All in the space of 48-hours, Harold’s empire comes crumbling down, which goes to show how it can all go up in flames if you aren’t constantly keeping an eye on what’s yours (and sometimes, as we saw in the airport at the beginning, even looking out doesn’t work all the time). It turns out that the IRA moving-in on Harold’s territory doesn’t have anything to do with Harold personally but a power-play (a red herring of its own, then), with him seen as a barrier to be overcome, or a fence to be hopped over. This realization swiftly changes the film’s thematic trajectory from revenge to tragedy: anyone could have taken Harold out, just so happens it was the Irish. After denouncing the Americans, Harold gets back into his car only to find his wife has been kidnapped and in his front seat are the Irishmen who killed Colin, with Brosnan looking over the seat with a gun to him. The movie ends with a long shot of Hoskins’ face as his Harold runs the gamut of emotion: from exasperation to conniving to accepting of his fate and then back again. A few movies have done this recently: an unbroken shot of our protagonist at the end of his journey segueing into credits (“Michael Clayton”; “Call Me By Your Name”), and it shows you don’t need much more than the expressive face of a committed actor to tell you how they’re feeling after the gauntlet.

# STATED PROBLEM A:
Please count the lines in the records that contain the string "leaf", and give only that number.
The film review and the records have no connection to each other.

# RECORDS PROVIDED:
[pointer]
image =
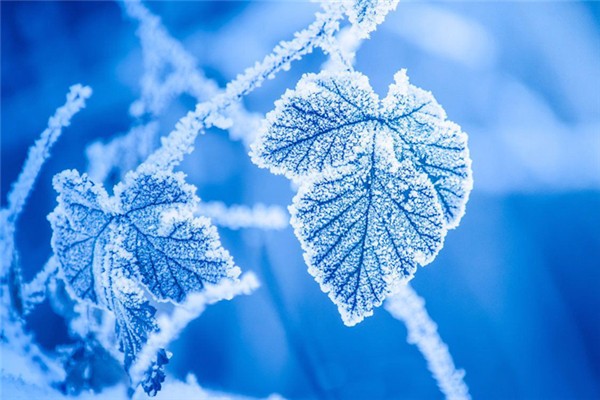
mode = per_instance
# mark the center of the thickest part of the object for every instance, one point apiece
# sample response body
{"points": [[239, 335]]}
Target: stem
{"points": [[181, 140], [294, 337], [407, 306]]}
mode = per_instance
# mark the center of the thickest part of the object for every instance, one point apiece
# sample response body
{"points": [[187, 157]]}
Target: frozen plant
{"points": [[380, 183]]}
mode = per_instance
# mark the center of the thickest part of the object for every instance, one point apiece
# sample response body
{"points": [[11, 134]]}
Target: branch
{"points": [[407, 306]]}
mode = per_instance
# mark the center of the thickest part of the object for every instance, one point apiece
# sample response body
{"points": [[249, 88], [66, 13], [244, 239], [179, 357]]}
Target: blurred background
{"points": [[515, 291]]}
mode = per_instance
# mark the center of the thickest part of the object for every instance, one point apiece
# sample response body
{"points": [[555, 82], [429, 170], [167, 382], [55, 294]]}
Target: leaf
{"points": [[79, 232], [375, 223], [177, 254], [145, 236], [317, 126], [395, 177], [173, 252], [367, 14]]}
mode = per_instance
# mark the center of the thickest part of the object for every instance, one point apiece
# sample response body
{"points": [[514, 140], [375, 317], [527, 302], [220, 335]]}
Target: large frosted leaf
{"points": [[380, 182], [316, 126], [375, 222]]}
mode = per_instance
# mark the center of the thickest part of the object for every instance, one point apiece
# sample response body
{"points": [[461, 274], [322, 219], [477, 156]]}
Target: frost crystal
{"points": [[381, 182], [145, 234], [367, 14]]}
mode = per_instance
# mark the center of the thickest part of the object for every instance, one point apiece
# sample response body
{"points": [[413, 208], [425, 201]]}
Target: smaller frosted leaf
{"points": [[367, 14], [155, 375], [435, 145], [364, 228], [133, 313], [79, 226], [175, 253], [318, 125]]}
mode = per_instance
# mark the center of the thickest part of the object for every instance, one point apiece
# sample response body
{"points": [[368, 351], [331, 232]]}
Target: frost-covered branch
{"points": [[407, 306], [242, 216], [169, 327], [181, 140], [38, 153]]}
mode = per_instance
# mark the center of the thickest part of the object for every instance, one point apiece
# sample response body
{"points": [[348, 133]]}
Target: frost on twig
{"points": [[408, 307], [169, 72], [169, 327], [242, 216]]}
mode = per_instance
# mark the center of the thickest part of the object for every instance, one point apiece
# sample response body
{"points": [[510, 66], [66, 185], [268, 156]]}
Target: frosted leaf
{"points": [[364, 228], [110, 248], [176, 254], [317, 125], [367, 14], [380, 181], [436, 146]]}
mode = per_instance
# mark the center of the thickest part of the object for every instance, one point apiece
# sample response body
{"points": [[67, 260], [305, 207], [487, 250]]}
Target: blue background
{"points": [[515, 289]]}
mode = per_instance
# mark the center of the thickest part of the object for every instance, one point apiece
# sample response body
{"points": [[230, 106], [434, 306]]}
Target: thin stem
{"points": [[407, 306], [169, 328], [181, 140]]}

# STATED PROBLEM B:
Answer these questions from the film review:
(i) Over what span of time does Harold's empire collapse?
(ii) When Harold gets back into his car, who is in the front seat?
(iii) Which two films does the review cite as also ending with an unbroken shot of the protagonist leading into the credits?

# TASK OUTPUT A:
4

# TASK OUTPUT B:
(i) 48 hours.
(ii) The Irishmen who killed Colin.
(iii) "Michael Clayton" and "Call Me By Your Name".